TASK REQUIREMENTS: Retype the material that follows, keeping every word as it is.

Items from a data source
+ + +

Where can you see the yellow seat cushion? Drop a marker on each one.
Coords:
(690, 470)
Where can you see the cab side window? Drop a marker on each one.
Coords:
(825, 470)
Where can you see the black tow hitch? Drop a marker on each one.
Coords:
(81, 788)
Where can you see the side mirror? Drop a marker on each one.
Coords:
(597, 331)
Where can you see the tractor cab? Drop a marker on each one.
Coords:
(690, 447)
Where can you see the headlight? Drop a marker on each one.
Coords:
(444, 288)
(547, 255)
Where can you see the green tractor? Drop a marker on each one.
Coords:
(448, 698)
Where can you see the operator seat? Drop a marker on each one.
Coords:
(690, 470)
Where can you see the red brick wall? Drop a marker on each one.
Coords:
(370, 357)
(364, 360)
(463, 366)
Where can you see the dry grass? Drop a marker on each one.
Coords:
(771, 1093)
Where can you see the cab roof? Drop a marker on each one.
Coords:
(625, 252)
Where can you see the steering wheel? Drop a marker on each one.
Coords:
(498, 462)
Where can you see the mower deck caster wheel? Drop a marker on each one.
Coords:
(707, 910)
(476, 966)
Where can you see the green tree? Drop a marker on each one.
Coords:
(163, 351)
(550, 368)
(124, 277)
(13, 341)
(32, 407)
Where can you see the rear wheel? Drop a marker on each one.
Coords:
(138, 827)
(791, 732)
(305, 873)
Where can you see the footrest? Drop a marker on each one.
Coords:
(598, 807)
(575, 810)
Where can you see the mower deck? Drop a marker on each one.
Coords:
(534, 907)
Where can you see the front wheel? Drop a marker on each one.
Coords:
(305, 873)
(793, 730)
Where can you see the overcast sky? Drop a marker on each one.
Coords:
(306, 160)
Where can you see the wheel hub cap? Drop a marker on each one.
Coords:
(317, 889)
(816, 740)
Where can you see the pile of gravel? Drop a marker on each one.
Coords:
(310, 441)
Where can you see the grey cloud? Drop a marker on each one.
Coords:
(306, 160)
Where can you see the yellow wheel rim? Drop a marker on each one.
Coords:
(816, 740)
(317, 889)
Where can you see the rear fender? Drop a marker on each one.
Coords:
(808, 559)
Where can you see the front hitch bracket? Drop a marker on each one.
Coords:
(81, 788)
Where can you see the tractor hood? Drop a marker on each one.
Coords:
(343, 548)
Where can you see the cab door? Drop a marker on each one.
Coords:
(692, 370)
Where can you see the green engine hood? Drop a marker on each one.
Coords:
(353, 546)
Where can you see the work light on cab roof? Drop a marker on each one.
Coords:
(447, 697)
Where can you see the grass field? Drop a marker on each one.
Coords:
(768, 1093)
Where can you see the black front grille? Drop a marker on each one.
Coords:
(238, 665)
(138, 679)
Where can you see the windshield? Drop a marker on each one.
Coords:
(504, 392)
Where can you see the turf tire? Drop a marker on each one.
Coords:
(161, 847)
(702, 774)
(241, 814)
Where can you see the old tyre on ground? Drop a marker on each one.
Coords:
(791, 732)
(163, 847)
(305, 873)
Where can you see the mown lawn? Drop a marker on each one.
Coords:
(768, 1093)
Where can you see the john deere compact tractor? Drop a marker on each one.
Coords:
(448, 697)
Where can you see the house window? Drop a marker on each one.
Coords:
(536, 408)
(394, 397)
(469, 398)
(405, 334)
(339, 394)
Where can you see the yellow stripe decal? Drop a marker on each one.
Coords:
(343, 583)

+ + +

OUTPUT:
Where can you see the yellow seat cushion? Drop a marker on each one.
Coords:
(690, 470)
Where can you see the cab side window? Drop a marker on each one.
Coords:
(825, 470)
Where can you see the black tow hitch? Drop a marker on each one.
Coords:
(81, 788)
Where can you see the side mirror? Drop a marker on each one.
Coords:
(597, 331)
Where can you see the tractor cab? Drop a marker on each one.
Coords:
(690, 447)
Where can you see the headlight? Drop a marker on each one.
Coords:
(444, 288)
(547, 255)
Where can you see the green tractor? Drop a marker on each one.
Coords:
(448, 698)
Where can you see the operator seat? Drop a marker on each one.
Coords:
(690, 470)
Where can you see the red brick wall? Drop a marker on each one.
Coords:
(370, 357)
(364, 360)
(463, 366)
Where can you see the dry grass? Drop a marker on each one.
Coords:
(771, 1093)
Where can you see the cab roof? Drop a marker on each one.
Coords:
(625, 252)
Where can you see the steering wheel? Drop a marker on each one.
Coords:
(498, 462)
Where can you see the mower deck caster wheel? Drop a marker on each one.
Coords:
(707, 910)
(476, 966)
Where can you see the green tree? Drop a marker on each one.
Coords:
(163, 351)
(550, 368)
(124, 277)
(13, 341)
(32, 407)
Where can you see the rear wheel? Drop a marker on each one.
Coords:
(138, 827)
(791, 732)
(305, 873)
Where can you see the footrest? Drop a marker on each one.
Coords:
(598, 807)
(575, 810)
Where can you see the mower deck? Drop a marker on each one.
Coords:
(534, 907)
Where can you see the front wheel? Drop a marker on each one.
Coords:
(305, 873)
(793, 730)
Where can you see the overcast sky? Drop a marker on each one.
Coords:
(306, 160)
Where can you see the wheel hub cap? Drop a marker on each one.
Coords:
(317, 889)
(816, 740)
Where can you see the pile of gravel? Drop a marker on each one.
Coords:
(310, 441)
Where can you see the grey cloud? Drop a marker on each one.
Coords:
(306, 160)
Where can you see the yellow wheel rim? Drop a marker on each one.
Coords:
(816, 740)
(317, 889)
Where can you see the rear fender? Drop a marker on each one.
Coords:
(808, 559)
Where can you see the front hitch bracket? Drop a marker on each one.
Coords:
(81, 788)
Where can you see the tractor hood? Drop a marker on each one.
Coords:
(343, 548)
Where can you see the cab door? Drop a marker on each one.
Coords:
(692, 370)
Where can you see the green engine hood? Drop a marker on each one.
Coords:
(353, 546)
Where can you see the work light on cab roof? Drop a marker on each one.
Coords:
(447, 697)
Where can you see the grass field? Drop a marker on each one.
Coords:
(768, 1093)
Where can you see the black front grille? Drop a marker on each one.
Coords:
(238, 665)
(138, 679)
Where can you see the windshield? Drop a marker on each one.
Coords:
(504, 392)
Where can you see the turf tire? Drop a marker on each one.
Coords:
(161, 847)
(702, 774)
(241, 814)
Where can you see the old tyre on ground? Drop a marker on each one.
Coords:
(791, 732)
(163, 847)
(305, 873)
Where can you see the mown lawn? Drop a marker on each one.
Coords:
(768, 1093)
Where can you see the john deere compact tractor? Drop a marker on each one.
Coords:
(448, 697)
Where can you see the house window? Drop a marker on each one.
Coords:
(536, 408)
(394, 397)
(469, 398)
(405, 334)
(339, 394)
Where can you see the yellow stripe decal? Drop a marker on each one.
Coords:
(343, 583)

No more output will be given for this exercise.